# EXERCISE PROMPT
With the line containing "Place a point on every instance of the planter" as the start and the line containing "Place a point on every instance of the potted" as the end, transcribe that span of the entries below exactly, including both.

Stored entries
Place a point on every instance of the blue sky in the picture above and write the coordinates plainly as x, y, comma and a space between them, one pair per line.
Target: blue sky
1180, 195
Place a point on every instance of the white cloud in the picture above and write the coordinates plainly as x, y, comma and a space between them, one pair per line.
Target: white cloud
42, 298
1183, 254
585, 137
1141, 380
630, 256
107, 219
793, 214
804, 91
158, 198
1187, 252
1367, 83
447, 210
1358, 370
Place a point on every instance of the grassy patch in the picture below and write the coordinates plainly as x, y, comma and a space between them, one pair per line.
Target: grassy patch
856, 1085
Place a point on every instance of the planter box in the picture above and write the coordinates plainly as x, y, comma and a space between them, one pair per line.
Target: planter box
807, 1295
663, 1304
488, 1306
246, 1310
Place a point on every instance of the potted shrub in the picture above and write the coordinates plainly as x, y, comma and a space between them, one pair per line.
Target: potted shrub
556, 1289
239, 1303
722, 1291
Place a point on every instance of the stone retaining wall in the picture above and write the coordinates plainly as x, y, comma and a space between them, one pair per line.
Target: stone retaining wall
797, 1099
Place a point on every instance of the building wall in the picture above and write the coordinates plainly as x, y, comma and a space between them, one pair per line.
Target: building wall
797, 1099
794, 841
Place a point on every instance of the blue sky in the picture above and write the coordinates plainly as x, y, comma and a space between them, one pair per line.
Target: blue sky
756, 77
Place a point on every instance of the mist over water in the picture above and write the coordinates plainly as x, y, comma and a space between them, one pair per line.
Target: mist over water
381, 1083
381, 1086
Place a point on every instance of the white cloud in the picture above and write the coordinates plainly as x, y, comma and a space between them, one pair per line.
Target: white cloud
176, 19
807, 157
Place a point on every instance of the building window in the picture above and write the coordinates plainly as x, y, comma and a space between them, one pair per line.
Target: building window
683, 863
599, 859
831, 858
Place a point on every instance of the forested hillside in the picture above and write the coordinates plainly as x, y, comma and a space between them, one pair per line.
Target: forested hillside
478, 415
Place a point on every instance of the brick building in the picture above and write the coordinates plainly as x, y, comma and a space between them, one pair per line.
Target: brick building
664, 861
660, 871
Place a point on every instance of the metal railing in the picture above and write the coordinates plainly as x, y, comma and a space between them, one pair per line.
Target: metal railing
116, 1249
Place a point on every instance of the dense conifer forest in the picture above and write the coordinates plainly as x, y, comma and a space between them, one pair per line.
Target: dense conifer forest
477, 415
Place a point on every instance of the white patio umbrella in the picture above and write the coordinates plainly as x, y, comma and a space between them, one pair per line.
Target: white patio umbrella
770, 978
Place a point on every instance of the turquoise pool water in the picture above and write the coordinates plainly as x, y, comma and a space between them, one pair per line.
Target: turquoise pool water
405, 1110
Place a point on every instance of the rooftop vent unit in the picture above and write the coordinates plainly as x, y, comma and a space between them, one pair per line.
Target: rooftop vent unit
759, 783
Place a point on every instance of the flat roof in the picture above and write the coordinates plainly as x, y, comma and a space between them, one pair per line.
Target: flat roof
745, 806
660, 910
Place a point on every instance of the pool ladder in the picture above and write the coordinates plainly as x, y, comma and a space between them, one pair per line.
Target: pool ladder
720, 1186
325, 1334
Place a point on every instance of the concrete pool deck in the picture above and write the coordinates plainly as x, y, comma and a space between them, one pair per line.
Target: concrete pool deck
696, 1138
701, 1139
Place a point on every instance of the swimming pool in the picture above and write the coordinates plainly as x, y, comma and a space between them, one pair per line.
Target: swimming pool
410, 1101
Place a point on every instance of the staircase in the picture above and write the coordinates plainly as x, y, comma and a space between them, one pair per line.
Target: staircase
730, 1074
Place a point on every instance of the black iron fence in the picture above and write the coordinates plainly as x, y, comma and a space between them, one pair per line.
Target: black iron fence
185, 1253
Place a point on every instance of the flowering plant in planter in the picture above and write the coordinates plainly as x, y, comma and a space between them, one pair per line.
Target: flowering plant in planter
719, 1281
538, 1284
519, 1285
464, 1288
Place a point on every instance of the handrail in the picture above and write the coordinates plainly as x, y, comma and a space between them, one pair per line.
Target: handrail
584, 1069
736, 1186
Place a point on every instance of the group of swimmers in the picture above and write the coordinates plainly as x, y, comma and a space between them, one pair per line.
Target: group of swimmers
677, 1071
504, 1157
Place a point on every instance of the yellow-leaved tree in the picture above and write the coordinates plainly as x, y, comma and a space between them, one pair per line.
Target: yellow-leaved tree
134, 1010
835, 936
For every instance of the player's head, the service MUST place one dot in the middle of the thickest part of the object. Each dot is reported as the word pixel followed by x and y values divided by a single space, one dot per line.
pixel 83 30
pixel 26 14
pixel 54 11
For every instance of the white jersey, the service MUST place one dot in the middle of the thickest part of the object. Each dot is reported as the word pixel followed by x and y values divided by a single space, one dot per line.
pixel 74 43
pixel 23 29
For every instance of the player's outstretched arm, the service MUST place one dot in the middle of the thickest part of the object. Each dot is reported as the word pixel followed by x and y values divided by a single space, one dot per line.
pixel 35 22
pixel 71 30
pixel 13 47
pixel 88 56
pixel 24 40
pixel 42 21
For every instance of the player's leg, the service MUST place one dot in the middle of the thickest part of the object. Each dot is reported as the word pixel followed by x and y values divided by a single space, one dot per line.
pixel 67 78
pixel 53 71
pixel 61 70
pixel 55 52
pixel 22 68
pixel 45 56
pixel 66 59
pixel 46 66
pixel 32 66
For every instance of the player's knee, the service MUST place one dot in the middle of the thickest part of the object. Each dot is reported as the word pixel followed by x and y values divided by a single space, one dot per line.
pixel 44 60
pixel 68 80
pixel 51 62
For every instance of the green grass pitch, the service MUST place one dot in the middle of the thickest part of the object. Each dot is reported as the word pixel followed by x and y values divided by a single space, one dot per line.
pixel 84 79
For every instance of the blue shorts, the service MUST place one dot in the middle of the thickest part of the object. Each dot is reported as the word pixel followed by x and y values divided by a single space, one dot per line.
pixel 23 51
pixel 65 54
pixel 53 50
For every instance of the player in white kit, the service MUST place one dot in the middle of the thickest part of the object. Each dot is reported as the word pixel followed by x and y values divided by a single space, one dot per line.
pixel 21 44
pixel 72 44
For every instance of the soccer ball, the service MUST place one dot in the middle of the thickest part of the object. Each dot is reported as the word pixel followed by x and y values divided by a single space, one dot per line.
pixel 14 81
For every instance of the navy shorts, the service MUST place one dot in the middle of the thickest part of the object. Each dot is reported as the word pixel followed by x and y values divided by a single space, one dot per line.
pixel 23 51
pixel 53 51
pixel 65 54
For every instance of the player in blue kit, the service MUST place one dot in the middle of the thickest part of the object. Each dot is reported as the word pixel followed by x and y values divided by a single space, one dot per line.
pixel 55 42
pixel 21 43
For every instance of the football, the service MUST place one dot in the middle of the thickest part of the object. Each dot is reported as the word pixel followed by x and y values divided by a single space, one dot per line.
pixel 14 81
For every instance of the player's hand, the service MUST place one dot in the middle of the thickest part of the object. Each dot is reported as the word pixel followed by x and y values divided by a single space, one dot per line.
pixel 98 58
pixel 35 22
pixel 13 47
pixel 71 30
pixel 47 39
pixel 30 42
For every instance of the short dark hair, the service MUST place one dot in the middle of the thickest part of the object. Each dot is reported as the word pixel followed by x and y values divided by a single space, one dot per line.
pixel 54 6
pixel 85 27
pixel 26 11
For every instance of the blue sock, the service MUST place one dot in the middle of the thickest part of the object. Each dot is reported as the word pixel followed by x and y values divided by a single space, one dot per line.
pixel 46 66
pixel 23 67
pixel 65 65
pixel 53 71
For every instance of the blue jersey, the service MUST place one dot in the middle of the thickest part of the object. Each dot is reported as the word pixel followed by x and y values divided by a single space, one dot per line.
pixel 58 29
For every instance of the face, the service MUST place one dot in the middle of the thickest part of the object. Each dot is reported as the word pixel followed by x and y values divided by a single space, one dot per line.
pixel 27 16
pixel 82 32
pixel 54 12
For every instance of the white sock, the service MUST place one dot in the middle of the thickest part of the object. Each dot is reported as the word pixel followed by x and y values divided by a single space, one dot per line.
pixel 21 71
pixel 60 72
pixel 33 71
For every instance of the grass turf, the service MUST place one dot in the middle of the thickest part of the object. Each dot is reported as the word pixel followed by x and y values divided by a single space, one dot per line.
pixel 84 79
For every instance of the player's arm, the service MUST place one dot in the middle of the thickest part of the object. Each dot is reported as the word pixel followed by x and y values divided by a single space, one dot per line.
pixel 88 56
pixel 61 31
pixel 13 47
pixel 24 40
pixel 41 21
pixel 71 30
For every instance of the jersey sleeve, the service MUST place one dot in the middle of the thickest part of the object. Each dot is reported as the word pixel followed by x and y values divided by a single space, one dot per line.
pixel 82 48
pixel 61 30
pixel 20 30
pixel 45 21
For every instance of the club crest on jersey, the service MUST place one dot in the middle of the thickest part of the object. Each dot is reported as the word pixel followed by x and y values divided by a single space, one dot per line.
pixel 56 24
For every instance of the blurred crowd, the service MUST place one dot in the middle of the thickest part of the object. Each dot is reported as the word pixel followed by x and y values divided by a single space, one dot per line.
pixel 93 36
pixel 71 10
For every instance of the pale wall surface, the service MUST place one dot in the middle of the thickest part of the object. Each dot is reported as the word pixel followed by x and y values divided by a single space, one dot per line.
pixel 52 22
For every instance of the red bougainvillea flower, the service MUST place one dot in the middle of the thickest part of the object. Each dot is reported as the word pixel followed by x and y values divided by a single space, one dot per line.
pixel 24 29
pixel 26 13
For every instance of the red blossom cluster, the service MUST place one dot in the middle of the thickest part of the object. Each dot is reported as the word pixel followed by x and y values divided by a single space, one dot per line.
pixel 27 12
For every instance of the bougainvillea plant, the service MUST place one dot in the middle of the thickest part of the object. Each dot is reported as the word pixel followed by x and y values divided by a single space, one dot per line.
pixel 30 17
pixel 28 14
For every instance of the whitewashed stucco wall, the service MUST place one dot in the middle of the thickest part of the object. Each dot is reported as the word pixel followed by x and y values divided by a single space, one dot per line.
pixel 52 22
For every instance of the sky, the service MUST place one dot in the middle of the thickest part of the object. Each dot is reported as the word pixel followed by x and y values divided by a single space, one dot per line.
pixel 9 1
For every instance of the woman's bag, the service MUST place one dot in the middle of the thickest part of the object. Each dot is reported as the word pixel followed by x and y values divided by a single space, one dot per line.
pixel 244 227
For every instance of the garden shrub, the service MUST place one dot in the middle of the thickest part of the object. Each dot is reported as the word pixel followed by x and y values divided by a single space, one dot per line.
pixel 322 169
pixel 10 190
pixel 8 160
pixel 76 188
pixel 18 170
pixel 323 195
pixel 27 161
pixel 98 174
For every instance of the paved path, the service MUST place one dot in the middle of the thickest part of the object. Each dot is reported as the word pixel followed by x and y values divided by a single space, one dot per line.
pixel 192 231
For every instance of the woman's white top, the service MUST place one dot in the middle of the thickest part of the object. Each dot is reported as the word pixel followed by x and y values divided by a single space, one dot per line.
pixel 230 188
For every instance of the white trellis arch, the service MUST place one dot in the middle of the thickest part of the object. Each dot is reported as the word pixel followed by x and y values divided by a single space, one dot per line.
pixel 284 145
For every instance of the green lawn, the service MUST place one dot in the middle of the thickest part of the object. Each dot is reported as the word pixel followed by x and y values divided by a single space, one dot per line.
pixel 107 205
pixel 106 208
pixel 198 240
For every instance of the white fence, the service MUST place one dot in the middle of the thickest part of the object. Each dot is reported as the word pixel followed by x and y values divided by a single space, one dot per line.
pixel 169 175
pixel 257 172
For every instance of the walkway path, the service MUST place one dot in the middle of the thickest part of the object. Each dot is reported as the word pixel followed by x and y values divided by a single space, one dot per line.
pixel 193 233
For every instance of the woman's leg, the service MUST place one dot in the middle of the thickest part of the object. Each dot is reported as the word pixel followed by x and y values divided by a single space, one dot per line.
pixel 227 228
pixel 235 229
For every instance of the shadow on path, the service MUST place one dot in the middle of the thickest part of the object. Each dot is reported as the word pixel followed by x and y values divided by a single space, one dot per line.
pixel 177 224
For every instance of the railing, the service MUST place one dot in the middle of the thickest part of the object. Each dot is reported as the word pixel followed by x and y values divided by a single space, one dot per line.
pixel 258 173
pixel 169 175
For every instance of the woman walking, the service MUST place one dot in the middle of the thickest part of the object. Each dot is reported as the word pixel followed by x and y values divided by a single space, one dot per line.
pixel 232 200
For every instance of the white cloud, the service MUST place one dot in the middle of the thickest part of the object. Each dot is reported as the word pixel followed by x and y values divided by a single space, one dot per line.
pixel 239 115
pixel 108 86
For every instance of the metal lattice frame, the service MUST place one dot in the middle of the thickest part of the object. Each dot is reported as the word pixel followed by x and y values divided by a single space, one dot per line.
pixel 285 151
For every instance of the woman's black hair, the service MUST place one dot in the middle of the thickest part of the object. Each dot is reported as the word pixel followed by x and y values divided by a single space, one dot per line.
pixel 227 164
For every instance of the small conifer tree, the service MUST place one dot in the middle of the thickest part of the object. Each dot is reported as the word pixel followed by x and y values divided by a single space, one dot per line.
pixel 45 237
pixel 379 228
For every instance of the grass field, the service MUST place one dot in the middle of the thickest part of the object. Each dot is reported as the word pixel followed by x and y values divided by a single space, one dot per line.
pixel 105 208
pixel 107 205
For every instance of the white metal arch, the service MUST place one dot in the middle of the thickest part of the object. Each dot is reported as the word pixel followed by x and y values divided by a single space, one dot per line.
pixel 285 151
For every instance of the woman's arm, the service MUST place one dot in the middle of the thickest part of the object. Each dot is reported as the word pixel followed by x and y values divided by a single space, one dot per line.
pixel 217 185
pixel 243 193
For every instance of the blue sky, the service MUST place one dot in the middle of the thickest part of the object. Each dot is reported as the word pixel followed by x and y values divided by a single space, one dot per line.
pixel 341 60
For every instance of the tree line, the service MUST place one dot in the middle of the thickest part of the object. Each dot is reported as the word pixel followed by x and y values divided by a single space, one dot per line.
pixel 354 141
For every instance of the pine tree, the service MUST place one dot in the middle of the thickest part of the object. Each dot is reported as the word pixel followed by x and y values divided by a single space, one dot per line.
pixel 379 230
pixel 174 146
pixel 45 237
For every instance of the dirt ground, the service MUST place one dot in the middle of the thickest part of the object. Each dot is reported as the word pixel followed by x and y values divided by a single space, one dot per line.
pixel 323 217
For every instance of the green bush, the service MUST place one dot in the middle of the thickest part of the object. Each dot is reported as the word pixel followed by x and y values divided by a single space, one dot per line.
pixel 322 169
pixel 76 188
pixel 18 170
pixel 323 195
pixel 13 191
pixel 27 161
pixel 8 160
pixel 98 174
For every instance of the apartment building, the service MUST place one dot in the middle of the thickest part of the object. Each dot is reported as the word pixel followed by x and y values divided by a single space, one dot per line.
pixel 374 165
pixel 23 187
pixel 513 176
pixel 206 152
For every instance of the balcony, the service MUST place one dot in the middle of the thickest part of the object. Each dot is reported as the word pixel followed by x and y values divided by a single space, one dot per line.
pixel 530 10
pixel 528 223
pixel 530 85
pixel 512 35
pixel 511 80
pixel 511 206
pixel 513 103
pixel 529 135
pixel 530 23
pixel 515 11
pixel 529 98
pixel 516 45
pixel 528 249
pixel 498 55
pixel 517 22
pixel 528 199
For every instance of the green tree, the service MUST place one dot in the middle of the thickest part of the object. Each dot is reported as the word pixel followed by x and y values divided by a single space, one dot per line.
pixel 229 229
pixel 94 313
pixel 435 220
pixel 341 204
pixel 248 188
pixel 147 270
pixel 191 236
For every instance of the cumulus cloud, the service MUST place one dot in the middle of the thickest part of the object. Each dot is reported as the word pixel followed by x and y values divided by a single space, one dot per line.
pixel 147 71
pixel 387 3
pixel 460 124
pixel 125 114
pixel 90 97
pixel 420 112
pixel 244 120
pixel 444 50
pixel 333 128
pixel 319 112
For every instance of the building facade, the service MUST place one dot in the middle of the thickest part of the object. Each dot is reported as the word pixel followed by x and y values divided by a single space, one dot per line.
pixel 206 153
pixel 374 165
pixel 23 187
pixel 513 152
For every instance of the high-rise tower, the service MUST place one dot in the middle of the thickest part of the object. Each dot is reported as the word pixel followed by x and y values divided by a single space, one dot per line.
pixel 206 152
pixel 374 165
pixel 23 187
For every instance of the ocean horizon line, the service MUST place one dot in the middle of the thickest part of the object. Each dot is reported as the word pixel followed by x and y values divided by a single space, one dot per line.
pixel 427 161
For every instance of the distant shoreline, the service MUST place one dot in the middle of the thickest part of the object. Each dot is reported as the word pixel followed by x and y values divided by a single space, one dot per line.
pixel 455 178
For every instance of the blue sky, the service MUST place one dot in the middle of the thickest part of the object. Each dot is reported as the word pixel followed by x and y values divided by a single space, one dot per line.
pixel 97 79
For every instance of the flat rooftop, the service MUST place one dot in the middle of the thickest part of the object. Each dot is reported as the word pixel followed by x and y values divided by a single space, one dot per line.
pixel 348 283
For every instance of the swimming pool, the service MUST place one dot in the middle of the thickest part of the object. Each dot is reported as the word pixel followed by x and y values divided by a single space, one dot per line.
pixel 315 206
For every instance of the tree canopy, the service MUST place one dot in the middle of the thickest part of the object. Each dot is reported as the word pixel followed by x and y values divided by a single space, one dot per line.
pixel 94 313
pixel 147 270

# RESPONSE BOX
Place a point on every instance of the planter box in the picture above and write the coordinates plainly as x, y, comma and a space between them, one pair per line.
Target: planter box
807, 1295
663, 1304
488, 1306
246, 1310
Place a point on every instance of the potted shrub in the picture above and write the coordinates plainly as x, y, comma and a space between them, one pair per line.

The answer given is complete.